* _What to produce_
Keep writing the advice on buying a first electric guitar, picking up right after its last sentence.

* _Document_
▽

The advantage of the Epi Les Paul Tradtional Pro with Coil Taps is that you get your humbuckers for your rock/blues and punk

Neck pickup: Epiphone Alnico Classic humbucker
Bridge pickup: Epiphone ProBucker-3 humbucker
Controls: 2 volumes, 2 tones with push/pull coil-splitting, 3-way toggle

but you have the added flexibility of using the coil tapping to have 2 single coils or combo a HB with a SC, more tones for more styles or come up with your own sound.

You can't go wrong with this guitar as long as it feels good in your hands and you like the sound. Don't be afraid to take your Cube with you, since you want to know what it will sound like when you're playing it everyday for the next year or two before you get your tube amp. 

This is a guitar that is good enough to gig with and would be a great keeper to use as an emergency backup for gigging even if you had a couple Gibsons or in place of Gibsons as your main axe to keep your Gibsons safe in the vault at home.

If at some point you wanted to upgrade your guitar and wanted to sell this one to help finance your next purchase, it would be easy to turn over and get a big piece of the purchase price back, it is something that would be desireable for others and would sell quickly. The other two you mentioned are basically the redheaded step-childern in the used market, you could probably find 50 of each on TO Kijjiji for next to nothing.

I would stay away from any guitar made with pine it is not considered a tone wood for guitars, and if you drop it my guess is there wouldn't be much left. 

If you are going to spend in the $500 dollar neighbourhood for your 1st electric I honestly don't think there is a better value out there dollar for dollar and quality of materials and workmanship for a new guitar.

Keep in mind that if you're open to used and know what to look for you could do well with $500 in the used market too.

△

* _Data provided_
▽

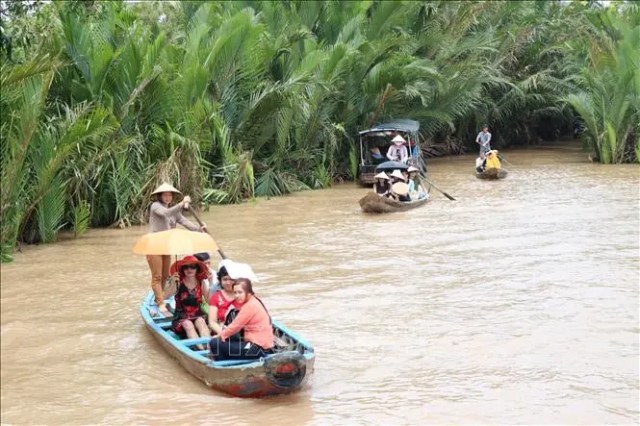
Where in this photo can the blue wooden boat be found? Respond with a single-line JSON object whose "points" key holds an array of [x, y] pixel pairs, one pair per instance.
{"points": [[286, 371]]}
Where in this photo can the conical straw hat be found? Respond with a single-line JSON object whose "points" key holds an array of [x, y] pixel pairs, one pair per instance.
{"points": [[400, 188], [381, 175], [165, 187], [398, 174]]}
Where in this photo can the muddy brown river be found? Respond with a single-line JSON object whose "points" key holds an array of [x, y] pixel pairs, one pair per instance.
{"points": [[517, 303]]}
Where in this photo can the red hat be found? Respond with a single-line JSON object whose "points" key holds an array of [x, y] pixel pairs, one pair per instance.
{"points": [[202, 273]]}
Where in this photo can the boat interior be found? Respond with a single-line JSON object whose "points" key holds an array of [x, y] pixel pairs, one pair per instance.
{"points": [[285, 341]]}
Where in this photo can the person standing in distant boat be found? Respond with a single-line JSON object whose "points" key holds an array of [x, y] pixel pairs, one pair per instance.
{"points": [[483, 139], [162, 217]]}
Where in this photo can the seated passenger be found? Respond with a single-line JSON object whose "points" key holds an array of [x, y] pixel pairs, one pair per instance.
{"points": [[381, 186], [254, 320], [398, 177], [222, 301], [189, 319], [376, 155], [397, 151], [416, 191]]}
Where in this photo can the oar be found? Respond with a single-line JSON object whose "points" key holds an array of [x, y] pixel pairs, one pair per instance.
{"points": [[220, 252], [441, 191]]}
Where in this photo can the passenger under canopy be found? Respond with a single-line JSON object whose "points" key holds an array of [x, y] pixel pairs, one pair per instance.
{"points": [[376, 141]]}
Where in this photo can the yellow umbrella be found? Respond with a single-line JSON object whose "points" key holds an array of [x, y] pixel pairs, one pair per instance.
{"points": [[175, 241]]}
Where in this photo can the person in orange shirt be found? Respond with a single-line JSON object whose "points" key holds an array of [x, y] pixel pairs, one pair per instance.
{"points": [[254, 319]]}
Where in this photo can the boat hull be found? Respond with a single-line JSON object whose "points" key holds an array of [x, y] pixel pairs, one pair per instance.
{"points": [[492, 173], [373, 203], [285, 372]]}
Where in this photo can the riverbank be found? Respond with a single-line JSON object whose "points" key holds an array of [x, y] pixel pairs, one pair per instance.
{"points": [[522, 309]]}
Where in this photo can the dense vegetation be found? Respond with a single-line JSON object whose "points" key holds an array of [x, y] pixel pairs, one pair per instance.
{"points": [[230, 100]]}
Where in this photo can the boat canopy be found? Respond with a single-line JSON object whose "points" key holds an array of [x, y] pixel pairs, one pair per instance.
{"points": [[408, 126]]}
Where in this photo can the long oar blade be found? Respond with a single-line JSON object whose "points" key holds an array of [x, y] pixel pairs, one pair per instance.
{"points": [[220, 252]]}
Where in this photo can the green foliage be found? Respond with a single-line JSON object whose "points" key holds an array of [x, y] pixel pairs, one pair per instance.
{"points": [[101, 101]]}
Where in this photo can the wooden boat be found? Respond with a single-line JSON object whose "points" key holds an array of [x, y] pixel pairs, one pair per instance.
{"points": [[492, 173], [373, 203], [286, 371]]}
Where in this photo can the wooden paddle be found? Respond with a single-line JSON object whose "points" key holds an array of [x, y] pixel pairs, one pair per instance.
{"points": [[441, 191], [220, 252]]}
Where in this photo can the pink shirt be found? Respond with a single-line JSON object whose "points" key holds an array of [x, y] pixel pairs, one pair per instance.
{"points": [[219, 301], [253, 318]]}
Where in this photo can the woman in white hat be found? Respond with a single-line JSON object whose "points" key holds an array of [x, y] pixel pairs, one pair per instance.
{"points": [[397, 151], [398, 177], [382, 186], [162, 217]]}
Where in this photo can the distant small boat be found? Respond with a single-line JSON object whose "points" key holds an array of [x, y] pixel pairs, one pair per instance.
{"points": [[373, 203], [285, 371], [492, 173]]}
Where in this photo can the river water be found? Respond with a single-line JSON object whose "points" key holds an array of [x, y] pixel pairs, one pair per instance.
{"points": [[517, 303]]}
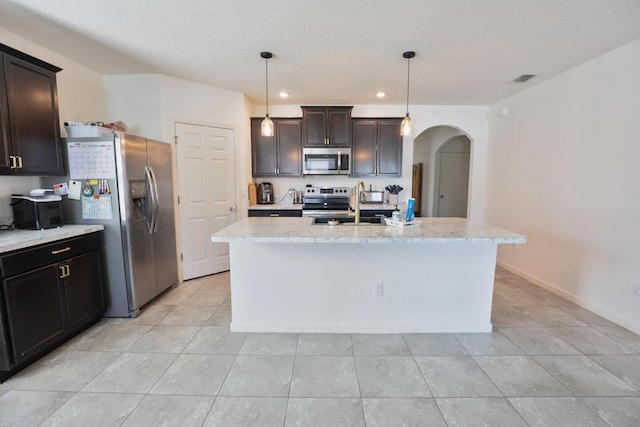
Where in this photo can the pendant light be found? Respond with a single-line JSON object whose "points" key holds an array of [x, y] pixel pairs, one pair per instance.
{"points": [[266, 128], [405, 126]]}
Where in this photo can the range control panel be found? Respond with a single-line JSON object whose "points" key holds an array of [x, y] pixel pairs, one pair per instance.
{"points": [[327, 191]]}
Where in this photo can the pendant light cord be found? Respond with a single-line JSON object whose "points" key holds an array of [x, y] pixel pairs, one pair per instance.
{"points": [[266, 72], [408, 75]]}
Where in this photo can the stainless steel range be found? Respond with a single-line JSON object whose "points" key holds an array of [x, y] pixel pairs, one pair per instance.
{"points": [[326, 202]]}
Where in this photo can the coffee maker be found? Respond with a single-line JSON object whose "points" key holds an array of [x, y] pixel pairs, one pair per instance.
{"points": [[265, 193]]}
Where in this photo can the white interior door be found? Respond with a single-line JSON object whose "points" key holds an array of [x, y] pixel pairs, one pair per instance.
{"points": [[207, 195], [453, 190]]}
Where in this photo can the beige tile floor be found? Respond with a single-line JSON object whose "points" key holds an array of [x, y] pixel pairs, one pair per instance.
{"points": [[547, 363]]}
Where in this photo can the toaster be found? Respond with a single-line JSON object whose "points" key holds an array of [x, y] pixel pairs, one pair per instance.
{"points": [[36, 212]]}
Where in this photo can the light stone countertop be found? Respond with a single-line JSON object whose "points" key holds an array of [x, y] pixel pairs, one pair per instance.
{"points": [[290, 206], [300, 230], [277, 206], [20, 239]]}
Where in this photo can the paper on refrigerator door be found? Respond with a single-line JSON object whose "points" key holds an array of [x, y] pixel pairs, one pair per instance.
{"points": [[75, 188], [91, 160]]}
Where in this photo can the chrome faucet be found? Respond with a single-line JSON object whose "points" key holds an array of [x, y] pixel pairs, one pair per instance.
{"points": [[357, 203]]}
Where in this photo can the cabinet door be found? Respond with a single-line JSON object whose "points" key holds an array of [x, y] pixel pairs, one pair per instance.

△

* _Task output_
http://www.long-mcquade.com/product...tional_Pro_with_Coil_Taps_-_Deep_Wine_Red.htm

The most important thing to remember is try everthing you can get your hands on and narrow it down to a few favourites and then do some research reguarding materials used and workmanship and talk to others that own them and see how they holdup over time and make sure you get value for your hard earned dollars.

Yours is the only opinion that matters, because yours is the ownly wallet being emptied.


----------



## Petey D (Sep 8, 2011)

^ I agree, in the end the only opinion that matters is yours. Mexi-fenders are likely better quality guitars than their Chinese made counterparts, they cost more, but most would say that it's justified. As far as getting the right gear to play punk, there really isn't any specific gear that's right for punk. That's one of the thinks that makes punk what it is (real punk that is, not the formulated, fabricated and mass produced bubble gum junk,) you just use what you've got and beat the hell out of it. Most modern day punk rock players use guitars with humbuckers in the bridge like Les Pauls, or Les Paul Jrs. You still see quite a few teles, some strats, a handfull of Semi-hollows, and the odd full hollow body too. So the field is pretty wide open. It's been said before, it really just boils down to what type of guitars appeal to you, and what you feel comfortable playing. Take a couple of weeks and visit every music store you can find, play one of EVERYTHING in your price range twice, and then buy which ever one you like the best.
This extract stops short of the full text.